━━ EXCERPTED TEXT ━━

There is a hard core of people on here posting stuff about interest rates all the time to try to convince everyone else that rates here will go up and a house price crash will follow.

They could not be more wrong and I hope people here do not base their decisions on this biased and delusional view of the world. The western economies face ever increasing competition both from each other and from Asia. We are in for a long period of low interest rates which will be used to try to stimulate consumer demand. No government cares how much people borrow against the equity in their house as long as the economy stutters on and gets them re-elected.

The effect of this will be ongoing house price inflation. Not like that which has been seen in recent years, but you can dismiss any idea of a crash.

━━━
━━ DATA PROVIDED ━━

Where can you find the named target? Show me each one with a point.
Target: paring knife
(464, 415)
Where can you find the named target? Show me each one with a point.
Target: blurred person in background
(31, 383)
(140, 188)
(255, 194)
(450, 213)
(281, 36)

━━━

## DESCRIPTION OF THE TASK
Answer the following questions using the interest-rate post.
(a) According to the post, whom do the western economies face ever increasing competition from?
(b) What does the post say the long period of low interest rates will be used to try to do?
(c) What effect does the post predict will follow from this?

## RESPONSE TO THE EXERCISE
(a) From each other and from Asia.
(b) To stimulate consumer demand.
(c) Ongoing house price inflation, though not like that seen in recent years, and no crash.